— Begin —

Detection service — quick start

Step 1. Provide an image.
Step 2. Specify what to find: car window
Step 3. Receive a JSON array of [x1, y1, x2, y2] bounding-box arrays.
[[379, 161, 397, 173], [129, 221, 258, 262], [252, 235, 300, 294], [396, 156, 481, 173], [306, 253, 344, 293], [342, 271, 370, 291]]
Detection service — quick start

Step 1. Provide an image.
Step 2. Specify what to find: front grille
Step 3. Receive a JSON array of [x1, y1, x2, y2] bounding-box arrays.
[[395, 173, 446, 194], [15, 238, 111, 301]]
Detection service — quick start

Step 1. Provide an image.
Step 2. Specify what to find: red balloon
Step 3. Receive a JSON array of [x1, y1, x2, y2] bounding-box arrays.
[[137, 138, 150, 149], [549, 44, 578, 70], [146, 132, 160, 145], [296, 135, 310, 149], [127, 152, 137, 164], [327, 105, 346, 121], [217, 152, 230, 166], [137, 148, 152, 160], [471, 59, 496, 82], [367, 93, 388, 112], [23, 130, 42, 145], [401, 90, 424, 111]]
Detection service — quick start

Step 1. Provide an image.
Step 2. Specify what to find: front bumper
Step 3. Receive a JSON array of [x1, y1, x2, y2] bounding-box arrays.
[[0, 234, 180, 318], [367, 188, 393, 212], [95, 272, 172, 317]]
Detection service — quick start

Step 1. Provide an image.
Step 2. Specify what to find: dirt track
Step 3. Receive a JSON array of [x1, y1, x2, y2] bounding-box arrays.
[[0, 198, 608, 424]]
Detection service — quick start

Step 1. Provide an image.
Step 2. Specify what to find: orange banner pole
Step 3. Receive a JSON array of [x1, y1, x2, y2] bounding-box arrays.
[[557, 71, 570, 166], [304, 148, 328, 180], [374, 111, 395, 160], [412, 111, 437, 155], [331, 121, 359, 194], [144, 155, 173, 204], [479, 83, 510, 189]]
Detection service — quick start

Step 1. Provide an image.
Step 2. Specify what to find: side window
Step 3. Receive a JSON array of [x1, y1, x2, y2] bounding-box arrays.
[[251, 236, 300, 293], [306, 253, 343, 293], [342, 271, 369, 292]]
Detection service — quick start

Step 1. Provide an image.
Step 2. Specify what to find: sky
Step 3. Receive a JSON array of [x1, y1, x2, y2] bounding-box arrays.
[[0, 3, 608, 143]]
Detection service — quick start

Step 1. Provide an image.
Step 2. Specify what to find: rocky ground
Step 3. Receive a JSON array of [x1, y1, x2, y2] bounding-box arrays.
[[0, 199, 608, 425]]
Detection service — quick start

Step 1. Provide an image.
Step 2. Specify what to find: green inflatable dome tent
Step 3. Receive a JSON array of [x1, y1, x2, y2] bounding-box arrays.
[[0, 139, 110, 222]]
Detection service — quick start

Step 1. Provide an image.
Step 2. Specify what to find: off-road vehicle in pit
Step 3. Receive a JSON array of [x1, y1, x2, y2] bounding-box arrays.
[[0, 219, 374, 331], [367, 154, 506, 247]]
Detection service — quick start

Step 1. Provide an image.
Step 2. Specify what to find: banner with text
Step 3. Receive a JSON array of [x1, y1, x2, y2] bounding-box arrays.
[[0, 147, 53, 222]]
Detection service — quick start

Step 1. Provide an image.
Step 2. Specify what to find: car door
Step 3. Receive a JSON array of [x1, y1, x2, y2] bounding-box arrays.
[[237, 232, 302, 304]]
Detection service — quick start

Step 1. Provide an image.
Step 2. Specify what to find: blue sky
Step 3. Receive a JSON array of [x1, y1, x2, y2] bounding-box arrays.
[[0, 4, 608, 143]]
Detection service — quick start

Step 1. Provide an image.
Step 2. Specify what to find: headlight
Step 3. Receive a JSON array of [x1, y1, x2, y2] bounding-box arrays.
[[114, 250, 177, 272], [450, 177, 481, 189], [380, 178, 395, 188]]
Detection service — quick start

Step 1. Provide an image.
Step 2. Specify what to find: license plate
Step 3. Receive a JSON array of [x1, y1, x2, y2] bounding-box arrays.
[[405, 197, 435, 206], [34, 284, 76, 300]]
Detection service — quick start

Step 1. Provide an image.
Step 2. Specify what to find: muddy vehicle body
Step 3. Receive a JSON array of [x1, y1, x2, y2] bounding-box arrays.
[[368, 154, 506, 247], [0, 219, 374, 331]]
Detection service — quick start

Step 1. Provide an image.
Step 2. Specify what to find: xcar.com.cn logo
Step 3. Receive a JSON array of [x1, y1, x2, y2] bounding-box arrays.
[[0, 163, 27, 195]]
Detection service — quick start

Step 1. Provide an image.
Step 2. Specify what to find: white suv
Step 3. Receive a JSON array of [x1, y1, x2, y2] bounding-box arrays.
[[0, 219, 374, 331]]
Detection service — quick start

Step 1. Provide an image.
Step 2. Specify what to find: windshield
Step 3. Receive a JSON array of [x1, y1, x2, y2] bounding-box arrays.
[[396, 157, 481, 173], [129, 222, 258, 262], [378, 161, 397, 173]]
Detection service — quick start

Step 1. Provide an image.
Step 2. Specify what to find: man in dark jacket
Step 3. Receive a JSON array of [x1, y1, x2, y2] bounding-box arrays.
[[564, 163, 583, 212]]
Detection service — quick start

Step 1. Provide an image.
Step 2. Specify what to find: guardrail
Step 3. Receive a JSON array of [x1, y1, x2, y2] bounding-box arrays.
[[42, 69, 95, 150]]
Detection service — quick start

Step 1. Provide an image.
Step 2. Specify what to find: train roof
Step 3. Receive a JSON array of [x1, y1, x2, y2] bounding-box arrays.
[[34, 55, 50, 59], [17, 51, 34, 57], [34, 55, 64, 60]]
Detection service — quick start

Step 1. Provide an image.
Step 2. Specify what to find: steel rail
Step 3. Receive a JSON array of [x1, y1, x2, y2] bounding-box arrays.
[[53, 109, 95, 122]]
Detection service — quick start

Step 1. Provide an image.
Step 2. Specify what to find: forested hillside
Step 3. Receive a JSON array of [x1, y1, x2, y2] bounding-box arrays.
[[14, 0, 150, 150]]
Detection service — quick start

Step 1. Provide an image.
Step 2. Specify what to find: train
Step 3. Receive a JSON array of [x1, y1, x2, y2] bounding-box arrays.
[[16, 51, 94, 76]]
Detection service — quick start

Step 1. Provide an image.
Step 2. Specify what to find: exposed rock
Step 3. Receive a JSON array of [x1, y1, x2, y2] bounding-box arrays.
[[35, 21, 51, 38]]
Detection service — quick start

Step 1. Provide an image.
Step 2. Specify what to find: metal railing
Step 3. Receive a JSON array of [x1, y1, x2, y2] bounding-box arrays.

— End —

To be done —
Write out every line of the records exactly.

Task solution —
Detection service — quick start

Step 1. Provide an image.
Step 2. Specify what to find: car window
Step 3. Receive a JSON array of [x1, y1, x2, y2] bounding-box arrays.
[[379, 161, 397, 173], [129, 221, 258, 262], [252, 235, 300, 294], [396, 156, 481, 173], [306, 253, 344, 293], [342, 271, 370, 291]]
Detection service — quick start

Step 1. Provide an image.
Step 2. Specify what to find: front grille
Step 3. Receive a JSON array of [x1, y1, x2, y2] bounding-box arrays.
[[395, 173, 446, 194], [15, 238, 111, 301]]
Detection service — quick start

Step 1. Provide an image.
Step 2. Specify what to find: red balloon
Step 3. Receive a JSON array of [x1, y1, x2, y2] bounding-box arrays.
[[137, 138, 150, 149], [549, 44, 578, 70], [146, 132, 160, 145], [296, 135, 310, 149], [127, 152, 137, 164], [327, 105, 346, 121], [217, 152, 230, 166], [137, 148, 152, 160], [471, 59, 496, 82], [367, 93, 388, 112], [23, 130, 42, 145], [401, 90, 424, 111]]
Detection service — quick start

Step 1. Provide an image.
Step 2. Specify what to find: front bumper
Step 3. Receive a JSON array of [x1, y1, x2, y2] bounding-box arrays.
[[0, 234, 180, 318], [367, 188, 393, 212], [95, 272, 172, 317]]
Detection service — quick start

Step 1. Provide an image.
Step 2. Specify what to find: dirt track
Step 3. Receive a JSON array of [x1, y1, x2, y2] bounding-box arrays.
[[0, 198, 608, 424]]
Detection service — quick start

Step 1. Provide an image.
Step 2. Specify what to find: orange banner pole
Step 3. Receive a JSON array of [x1, y1, x2, y2] bounding-box arrays.
[[557, 71, 570, 166], [304, 148, 328, 180], [374, 111, 395, 160], [412, 111, 437, 155], [331, 121, 359, 194], [144, 155, 173, 204], [479, 83, 510, 189]]
Detection service — quick start

Step 1. Provide an image.
Step 2. Specify what to find: side window
Step 3. Receive a JSON array of [x1, y1, x2, y2] bounding-box arrays.
[[251, 236, 300, 293], [306, 253, 343, 293], [342, 271, 369, 292]]
Detection service — quick start

Step 1. Provide an image.
Step 2. Specify what to find: sky
Step 3. Receive a JSON array of [x1, y1, x2, y2] bounding-box arrays.
[[0, 3, 608, 143]]
Detection service — quick start

Step 1. Provide an image.
Step 2. Specify what to find: rocky ground
Step 3. Receive a JSON array of [x1, y1, x2, y2] bounding-box arrays.
[[0, 199, 608, 425]]
Detection service — quick start

Step 1. Provide an image.
Step 2. Specify what to find: green inflatable dome tent
Step 3. Receive a JSON array of [x1, y1, x2, y2] bounding-box arrays.
[[0, 139, 110, 222]]
Detection service — quick start

Step 1. Provide an image.
Step 2. Specify what to find: off-road vehicle in pit
Step 3. Receive a JSON array of [x1, y1, x2, y2] bounding-box arrays.
[[0, 219, 374, 331], [367, 154, 506, 247]]
Detection service — quick start

Step 1. Provide an image.
Step 2. Specify what to find: banner with text
Step 3. Receive a JSON array of [x1, y1, x2, y2] bounding-box arrays.
[[0, 147, 53, 222]]
Detection service — quick start

Step 1. Provide an image.
Step 2. Specify what to find: car door
Step 3. Receive a JSON array of [x1, y1, x2, y2] bounding-box arrays.
[[237, 232, 302, 304]]
Detection service — quick start

Step 1. Provide an image.
Step 2. Specify what to find: blue sky
Step 3. Receive a JSON array of [x1, y1, x2, y2] bounding-box arrays.
[[0, 4, 608, 143]]
Detection service — quick start

Step 1. Provide an image.
Step 2. Specify what to find: headlight
Step 3. Receive a JSON array of [x1, y1, x2, y2] bounding-box arrays.
[[114, 250, 177, 272], [450, 177, 481, 189], [380, 178, 395, 188]]
Detection service — quick start

Step 1. Provide an image.
Step 2. Specify what to find: license plate
Step 3. Receive a JSON array of [x1, y1, x2, y2] bounding-box arrays.
[[405, 197, 435, 206], [34, 284, 76, 300]]
Detection service — quick start

Step 1. Provide an image.
Step 2. Specify what to find: muddy vehicle body
Step 3. Receive a JSON array of [x1, y1, x2, y2] bounding-box arrays.
[[368, 154, 506, 247], [0, 219, 374, 331]]
Detection service — quick start

Step 1. Provide an image.
Step 2. Specify what to find: xcar.com.cn logo
Step 3. Receive a JSON array of [x1, y1, x2, y2] bounding-box arrays.
[[0, 163, 27, 195]]
Detection service — quick start

Step 1. Provide an image.
Step 2. Specify what to find: white suv
Step 3. Receive a JSON array of [x1, y1, x2, y2] bounding-box arrays.
[[0, 219, 374, 331]]
Detection service — quick start

Step 1. Provide an image.
Step 2. Specify what to find: windshield
Step 3. Receive a JSON array of [x1, y1, x2, y2] bounding-box arrays.
[[396, 157, 481, 173], [129, 222, 258, 262], [378, 161, 397, 173]]
Detection service — quick start

Step 1. Provide an image.
Step 2. Specify what to find: man in dark jacket
Step 3. Receive a JSON array of [x1, y1, x2, y2] bounding-box arrays.
[[564, 163, 583, 212]]
Detection service — quick start

Step 1. Provide an image.
Step 2. Specify what to find: guardrail
Step 3. Receive a JSON array of [x1, y1, x2, y2] bounding-box arrays.
[[42, 69, 95, 150]]
Detection service — quick start

Step 1. Provide an image.
Step 2. Specify what to find: train roof
Step 3. Receive a JSON array of [x1, y1, x2, y2] bounding-box arrays.
[[34, 55, 50, 59], [17, 51, 34, 57], [34, 55, 64, 60]]
Detection service — quick start

Step 1. Provide an image.
Step 2. Specify what to find: steel rail
Step 3. Receive a JSON array of [x1, y1, x2, y2] bounding-box arrays.
[[53, 109, 95, 122]]
Detection service — quick start

Step 1. Provide an image.
Step 2. Specify what to find: forested hillside
Step 3. Receive a JSON array of [x1, y1, x2, y2] bounding-box arrays.
[[14, 0, 150, 150]]
Detection service — quick start

Step 1. Provide an image.
Step 2. Specify what to find: train
Step 3. Receive a JSON array of [x1, y1, x2, y2] bounding-box arrays.
[[16, 51, 94, 76]]
Detection service — quick start

Step 1. Provide an image.
Step 2. Specify what to find: exposed rock
Step 3. Receive a JSON array of [x1, y1, x2, y2] bounding-box arrays.
[[35, 21, 51, 38]]
Detection service — quick start

Step 1. Provide an image.
Step 2. Specify what to find: metal railing
Step 3. Receive a JSON array of [x1, y1, x2, y2] bounding-box arrays.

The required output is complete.